PROBLEM DETAILS: Please retype every entry below, keeping it exactly the same.

Stored records:
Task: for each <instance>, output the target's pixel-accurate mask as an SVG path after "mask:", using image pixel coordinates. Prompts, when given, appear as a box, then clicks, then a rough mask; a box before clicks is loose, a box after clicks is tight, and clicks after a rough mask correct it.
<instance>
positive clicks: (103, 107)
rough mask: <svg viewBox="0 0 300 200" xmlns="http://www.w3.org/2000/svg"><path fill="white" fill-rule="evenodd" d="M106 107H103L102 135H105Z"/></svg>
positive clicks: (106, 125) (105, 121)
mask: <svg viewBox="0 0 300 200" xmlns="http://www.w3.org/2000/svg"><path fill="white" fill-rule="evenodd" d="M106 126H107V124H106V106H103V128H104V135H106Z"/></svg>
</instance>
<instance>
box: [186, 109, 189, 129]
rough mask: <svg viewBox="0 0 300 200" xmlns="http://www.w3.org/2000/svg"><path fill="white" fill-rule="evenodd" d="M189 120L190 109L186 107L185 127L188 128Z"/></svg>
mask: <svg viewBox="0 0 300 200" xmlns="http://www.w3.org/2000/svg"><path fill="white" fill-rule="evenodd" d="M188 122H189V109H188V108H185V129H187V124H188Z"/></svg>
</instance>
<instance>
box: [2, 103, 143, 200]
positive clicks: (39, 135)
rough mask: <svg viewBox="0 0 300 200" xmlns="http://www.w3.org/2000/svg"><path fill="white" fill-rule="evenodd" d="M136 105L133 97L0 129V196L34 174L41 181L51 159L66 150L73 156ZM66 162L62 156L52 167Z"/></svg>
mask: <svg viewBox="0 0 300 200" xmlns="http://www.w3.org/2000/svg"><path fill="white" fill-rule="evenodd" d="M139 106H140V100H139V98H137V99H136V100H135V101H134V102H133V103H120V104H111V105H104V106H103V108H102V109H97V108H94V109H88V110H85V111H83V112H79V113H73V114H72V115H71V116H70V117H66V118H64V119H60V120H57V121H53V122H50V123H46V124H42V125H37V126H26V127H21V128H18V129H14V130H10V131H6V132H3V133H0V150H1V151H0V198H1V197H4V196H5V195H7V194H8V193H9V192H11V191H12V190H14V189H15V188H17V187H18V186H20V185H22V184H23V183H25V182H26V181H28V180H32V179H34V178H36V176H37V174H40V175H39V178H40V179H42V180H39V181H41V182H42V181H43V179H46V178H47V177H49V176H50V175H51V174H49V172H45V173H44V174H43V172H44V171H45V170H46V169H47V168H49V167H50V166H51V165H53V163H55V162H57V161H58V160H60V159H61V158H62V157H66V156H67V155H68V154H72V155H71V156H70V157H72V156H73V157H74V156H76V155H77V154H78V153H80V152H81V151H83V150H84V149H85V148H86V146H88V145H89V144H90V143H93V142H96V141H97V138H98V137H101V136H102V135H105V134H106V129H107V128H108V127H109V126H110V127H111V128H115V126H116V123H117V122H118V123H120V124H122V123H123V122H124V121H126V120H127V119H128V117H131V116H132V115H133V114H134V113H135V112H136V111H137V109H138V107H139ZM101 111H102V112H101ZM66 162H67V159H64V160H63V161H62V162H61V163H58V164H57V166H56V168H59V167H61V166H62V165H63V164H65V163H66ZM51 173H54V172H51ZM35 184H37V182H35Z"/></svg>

RESULT OF THE EXERCISE:
Task: for each <instance>, output the target's pixel-accurate mask as an SVG path after "mask:", using image pixel coordinates. Prompts, when given, appear as a box, then clicks, then a rough mask; a box before clicks is loose, a box after clicks is tight, and clicks after a rough mask correct it.
<instance>
positive clicks: (103, 107)
rough mask: <svg viewBox="0 0 300 200" xmlns="http://www.w3.org/2000/svg"><path fill="white" fill-rule="evenodd" d="M106 107H103L102 135H105Z"/></svg>
positive clicks: (106, 125) (105, 121)
mask: <svg viewBox="0 0 300 200" xmlns="http://www.w3.org/2000/svg"><path fill="white" fill-rule="evenodd" d="M106 126H107V124H106V106H103V128H104V135H106Z"/></svg>
</instance>
<instance>
box: [186, 109, 189, 129]
rough mask: <svg viewBox="0 0 300 200" xmlns="http://www.w3.org/2000/svg"><path fill="white" fill-rule="evenodd" d="M189 120L190 109L186 107L185 127L188 128Z"/></svg>
mask: <svg viewBox="0 0 300 200" xmlns="http://www.w3.org/2000/svg"><path fill="white" fill-rule="evenodd" d="M188 122H189V109H188V108H185V129H187V124H188Z"/></svg>
</instance>
<instance>
box: [2, 103, 143, 200]
positive clicks: (39, 135)
rough mask: <svg viewBox="0 0 300 200" xmlns="http://www.w3.org/2000/svg"><path fill="white" fill-rule="evenodd" d="M136 105L133 97L0 129V196L34 174L41 181L51 159L66 150L73 156ZM66 162L62 156L52 167Z"/></svg>
mask: <svg viewBox="0 0 300 200" xmlns="http://www.w3.org/2000/svg"><path fill="white" fill-rule="evenodd" d="M139 106H140V100H139V98H137V99H136V100H135V101H134V102H133V103H120V104H111V105H104V106H103V108H102V109H97V108H94V109H88V110H85V111H83V112H79V113H73V114H72V115H71V116H70V117H66V118H64V119H60V120H57V121H53V122H50V123H46V124H42V125H37V126H26V127H21V128H18V129H14V130H10V131H6V132H3V133H0V150H1V151H0V198H1V197H4V196H5V195H7V194H8V193H9V192H11V191H12V190H14V189H15V188H17V187H18V186H20V185H22V184H23V183H25V182H26V181H28V180H32V179H34V178H36V176H37V174H40V175H39V178H40V179H42V180H39V181H41V182H42V181H43V179H46V178H47V177H49V176H50V175H51V174H49V172H45V173H44V174H43V172H44V171H45V170H46V169H47V168H49V167H50V166H51V165H53V163H55V162H57V161H58V160H60V159H61V158H62V157H66V156H67V155H68V154H72V155H71V156H70V157H72V156H73V157H74V156H76V155H77V154H78V153H80V152H81V151H83V150H84V149H85V148H86V146H88V145H89V144H90V143H93V142H96V141H97V138H98V137H101V136H102V135H105V134H106V129H107V128H108V127H109V126H110V127H111V128H115V126H116V123H117V122H118V123H120V124H122V123H123V122H124V121H126V120H127V119H128V117H131V116H132V115H133V114H134V113H135V112H136V111H137V109H138V107H139ZM101 111H102V112H101ZM66 162H67V159H64V160H63V161H62V162H61V163H58V164H57V166H56V168H59V167H61V166H62V165H63V164H65V163H66ZM51 173H54V172H51ZM35 184H37V182H35Z"/></svg>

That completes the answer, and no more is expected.